▸ Document extract:
● ● ● ● ●

This upcoming Top Ten Tuesday topic was too cute to leave for next month. So I chose to fast-forward to it right away, just so I could post this. Check out today’s topic and other posts over at That Artsy Reader Girl.
You know how books follow similar title patterns? The Adjective Noun like The Silent Patient, or The Noun of the Noun like The Call of the Wild. Here’s a quick and fun grammar practice lesson that you can conduct in your classroom or school library, or even virtually. All you need is a bunch of books!
Place buckets or racks across the room, or virtually, folders or other organisers, labelled after each of the title categories. Ask your students to find and place the books in the suitable buckets. Students can also come up with their own categories.

● ● ● ● ●

▸ Input data:

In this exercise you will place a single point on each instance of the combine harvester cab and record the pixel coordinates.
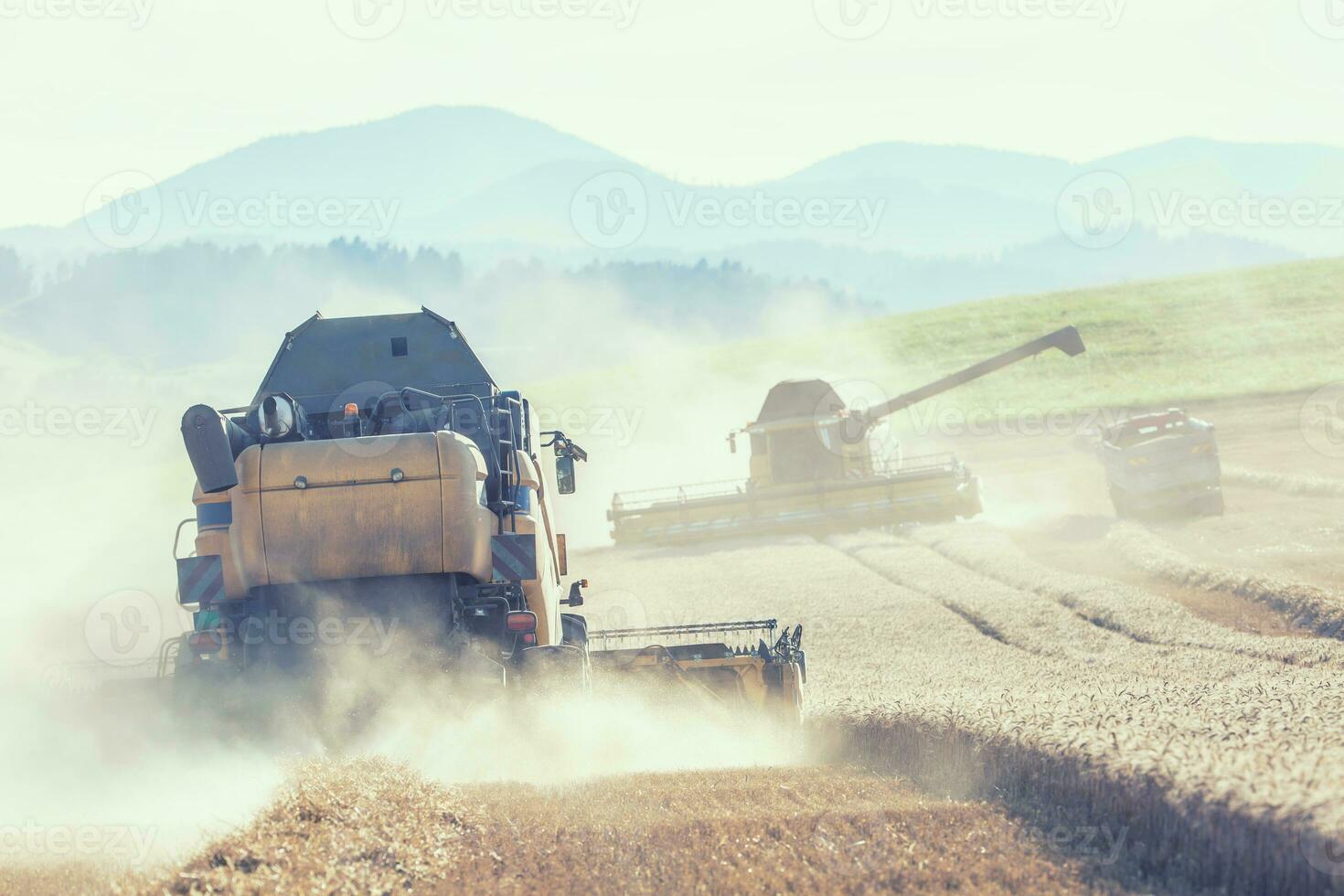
(814, 469)
(1163, 464)
(382, 503)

● ● ● ● ●

▸ Task details:
Write out the stretch of the book-title post from "Place buckets or" through "their own categories.", word for word. The material above has no connection to the book-title post.

▸ Written solution:
Place buckets or racks across the room, or virtually, folders or other organisers, labelled after each of the title categories. Ask your students to find and place the books in the suitable buckets. Students can also come up with their own categories.